**Assigned task**
Your output should be an exact copy of the records, with no pictures in it.

Items from a data source:
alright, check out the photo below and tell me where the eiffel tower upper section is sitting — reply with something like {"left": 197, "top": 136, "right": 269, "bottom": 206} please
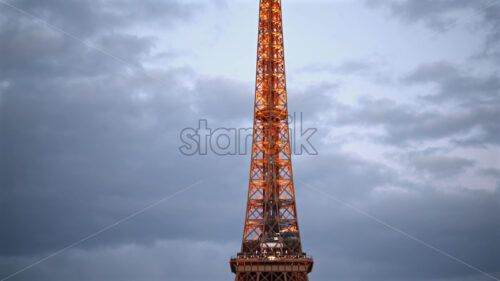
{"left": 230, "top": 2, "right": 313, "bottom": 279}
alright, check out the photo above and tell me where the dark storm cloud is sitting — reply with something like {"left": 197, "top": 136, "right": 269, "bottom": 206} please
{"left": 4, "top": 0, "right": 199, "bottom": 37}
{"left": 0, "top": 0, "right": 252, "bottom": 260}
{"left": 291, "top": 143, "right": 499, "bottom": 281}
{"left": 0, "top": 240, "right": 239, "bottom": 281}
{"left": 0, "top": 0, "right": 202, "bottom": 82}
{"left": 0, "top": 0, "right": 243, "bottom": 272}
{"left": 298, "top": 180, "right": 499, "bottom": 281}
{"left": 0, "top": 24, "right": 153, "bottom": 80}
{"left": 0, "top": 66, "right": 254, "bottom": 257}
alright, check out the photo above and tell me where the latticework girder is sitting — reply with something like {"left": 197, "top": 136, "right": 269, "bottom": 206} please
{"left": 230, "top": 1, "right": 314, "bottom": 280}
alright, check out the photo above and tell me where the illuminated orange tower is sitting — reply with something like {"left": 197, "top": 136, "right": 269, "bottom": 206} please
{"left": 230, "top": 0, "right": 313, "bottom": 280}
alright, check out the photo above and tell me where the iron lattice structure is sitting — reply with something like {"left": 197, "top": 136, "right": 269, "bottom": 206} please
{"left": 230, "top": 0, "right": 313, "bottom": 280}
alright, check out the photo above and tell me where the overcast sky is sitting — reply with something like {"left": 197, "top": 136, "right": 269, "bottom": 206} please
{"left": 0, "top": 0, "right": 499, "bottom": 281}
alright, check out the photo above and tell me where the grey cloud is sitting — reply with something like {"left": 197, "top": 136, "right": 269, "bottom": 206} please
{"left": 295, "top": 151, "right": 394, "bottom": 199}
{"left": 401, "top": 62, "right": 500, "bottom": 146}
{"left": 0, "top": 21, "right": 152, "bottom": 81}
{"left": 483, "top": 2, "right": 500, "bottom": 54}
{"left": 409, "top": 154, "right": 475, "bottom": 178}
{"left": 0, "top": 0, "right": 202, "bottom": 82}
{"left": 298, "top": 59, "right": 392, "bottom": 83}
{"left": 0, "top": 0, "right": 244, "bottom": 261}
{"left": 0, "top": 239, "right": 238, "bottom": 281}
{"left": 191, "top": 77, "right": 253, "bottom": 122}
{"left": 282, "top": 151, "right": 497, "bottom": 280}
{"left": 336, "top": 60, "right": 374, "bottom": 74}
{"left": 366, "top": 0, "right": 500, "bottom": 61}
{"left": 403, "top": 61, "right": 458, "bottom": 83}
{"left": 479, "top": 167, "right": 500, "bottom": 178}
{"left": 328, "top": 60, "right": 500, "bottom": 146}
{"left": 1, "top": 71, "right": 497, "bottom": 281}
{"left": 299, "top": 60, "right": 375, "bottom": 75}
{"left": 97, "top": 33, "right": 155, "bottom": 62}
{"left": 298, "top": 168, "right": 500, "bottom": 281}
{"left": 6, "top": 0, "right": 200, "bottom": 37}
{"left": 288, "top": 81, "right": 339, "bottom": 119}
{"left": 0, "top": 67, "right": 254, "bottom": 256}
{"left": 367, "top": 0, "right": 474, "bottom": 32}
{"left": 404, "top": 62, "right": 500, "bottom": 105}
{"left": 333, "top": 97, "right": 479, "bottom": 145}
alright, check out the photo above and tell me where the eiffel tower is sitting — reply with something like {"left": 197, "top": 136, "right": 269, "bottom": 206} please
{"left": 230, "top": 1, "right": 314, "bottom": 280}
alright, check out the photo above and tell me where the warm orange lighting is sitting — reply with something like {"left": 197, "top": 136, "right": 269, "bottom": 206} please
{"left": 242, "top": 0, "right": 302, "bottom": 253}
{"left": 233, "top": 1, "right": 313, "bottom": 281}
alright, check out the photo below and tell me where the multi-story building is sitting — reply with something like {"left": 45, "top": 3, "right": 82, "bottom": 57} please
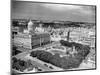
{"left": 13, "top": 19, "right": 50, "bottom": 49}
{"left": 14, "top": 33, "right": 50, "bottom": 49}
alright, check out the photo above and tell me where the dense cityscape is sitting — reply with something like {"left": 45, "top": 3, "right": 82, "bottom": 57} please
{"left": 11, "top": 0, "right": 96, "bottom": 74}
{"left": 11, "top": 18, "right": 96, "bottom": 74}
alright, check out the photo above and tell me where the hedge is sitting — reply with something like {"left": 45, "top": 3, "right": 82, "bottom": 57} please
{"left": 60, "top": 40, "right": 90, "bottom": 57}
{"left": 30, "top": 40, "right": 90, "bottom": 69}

**Solution to the exercise**
alright, check out the photo below and tell me where the eiffel tower upper section is sitting — reply with something like {"left": 197, "top": 136, "right": 269, "bottom": 206} please
{"left": 230, "top": 2, "right": 313, "bottom": 279}
alright, check out the photo above and tell me where the dark storm cloud is sitting — reply with something like {"left": 197, "top": 136, "right": 269, "bottom": 206} please
{"left": 4, "top": 0, "right": 199, "bottom": 37}
{"left": 0, "top": 0, "right": 252, "bottom": 260}
{"left": 291, "top": 143, "right": 499, "bottom": 281}
{"left": 0, "top": 240, "right": 239, "bottom": 281}
{"left": 0, "top": 0, "right": 202, "bottom": 82}
{"left": 0, "top": 0, "right": 243, "bottom": 272}
{"left": 298, "top": 180, "right": 499, "bottom": 281}
{"left": 0, "top": 24, "right": 153, "bottom": 80}
{"left": 0, "top": 66, "right": 254, "bottom": 257}
alright, check out the photo above and tell me where the latticework girder is sitting — reply with something like {"left": 197, "top": 136, "right": 269, "bottom": 206} please
{"left": 230, "top": 1, "right": 314, "bottom": 280}
alright, check out the photo above and tell me where the illuminated orange tower is sitting — reply with something like {"left": 197, "top": 136, "right": 269, "bottom": 206} please
{"left": 230, "top": 0, "right": 313, "bottom": 280}
alright, check out the photo above and tell me where the iron lattice structure is sitting — reply with something like {"left": 197, "top": 136, "right": 269, "bottom": 206} please
{"left": 230, "top": 0, "right": 313, "bottom": 280}
alright, check out the photo above and tell me where the overcast sky is sitting — reply with something like {"left": 197, "top": 136, "right": 269, "bottom": 206} please
{"left": 0, "top": 0, "right": 499, "bottom": 281}
alright, check out the photo above and tell me where the grey cloud is sitting — reply with something like {"left": 197, "top": 136, "right": 269, "bottom": 206} please
{"left": 295, "top": 151, "right": 394, "bottom": 199}
{"left": 401, "top": 62, "right": 500, "bottom": 146}
{"left": 0, "top": 21, "right": 152, "bottom": 81}
{"left": 483, "top": 2, "right": 500, "bottom": 54}
{"left": 409, "top": 154, "right": 475, "bottom": 178}
{"left": 0, "top": 0, "right": 202, "bottom": 82}
{"left": 298, "top": 59, "right": 392, "bottom": 83}
{"left": 0, "top": 0, "right": 244, "bottom": 261}
{"left": 0, "top": 239, "right": 238, "bottom": 281}
{"left": 191, "top": 77, "right": 253, "bottom": 122}
{"left": 282, "top": 151, "right": 497, "bottom": 280}
{"left": 336, "top": 60, "right": 374, "bottom": 74}
{"left": 366, "top": 0, "right": 500, "bottom": 61}
{"left": 403, "top": 61, "right": 458, "bottom": 83}
{"left": 479, "top": 167, "right": 500, "bottom": 178}
{"left": 328, "top": 60, "right": 500, "bottom": 146}
{"left": 1, "top": 71, "right": 497, "bottom": 281}
{"left": 299, "top": 60, "right": 375, "bottom": 75}
{"left": 97, "top": 33, "right": 155, "bottom": 62}
{"left": 298, "top": 168, "right": 500, "bottom": 281}
{"left": 6, "top": 0, "right": 200, "bottom": 37}
{"left": 288, "top": 81, "right": 339, "bottom": 119}
{"left": 0, "top": 67, "right": 254, "bottom": 256}
{"left": 367, "top": 0, "right": 474, "bottom": 32}
{"left": 404, "top": 62, "right": 500, "bottom": 105}
{"left": 333, "top": 97, "right": 479, "bottom": 145}
alright, check out the photo above and tell me where the eiffel tower is sitting — reply with something like {"left": 197, "top": 136, "right": 269, "bottom": 206} please
{"left": 230, "top": 1, "right": 314, "bottom": 280}
alright, check out the photo above and tell me where the warm orange lighting is sitting — reply with something like {"left": 197, "top": 136, "right": 269, "bottom": 206} please
{"left": 242, "top": 0, "right": 302, "bottom": 253}
{"left": 233, "top": 1, "right": 313, "bottom": 281}
alright, check out the photo below and tell me where the multi-story building is sitting — reply with something like {"left": 45, "top": 3, "right": 82, "bottom": 57} please
{"left": 13, "top": 19, "right": 50, "bottom": 49}
{"left": 14, "top": 33, "right": 50, "bottom": 49}
alright, check out the photo above and tell me where the dense cityscape is sitting — reply with something like {"left": 45, "top": 3, "right": 82, "bottom": 57} please
{"left": 11, "top": 0, "right": 96, "bottom": 74}
{"left": 11, "top": 18, "right": 96, "bottom": 74}
alright, check out the photo above and tell me where the hedge is sitting — reply with something like {"left": 45, "top": 3, "right": 82, "bottom": 57} please
{"left": 60, "top": 40, "right": 90, "bottom": 57}
{"left": 30, "top": 40, "right": 90, "bottom": 69}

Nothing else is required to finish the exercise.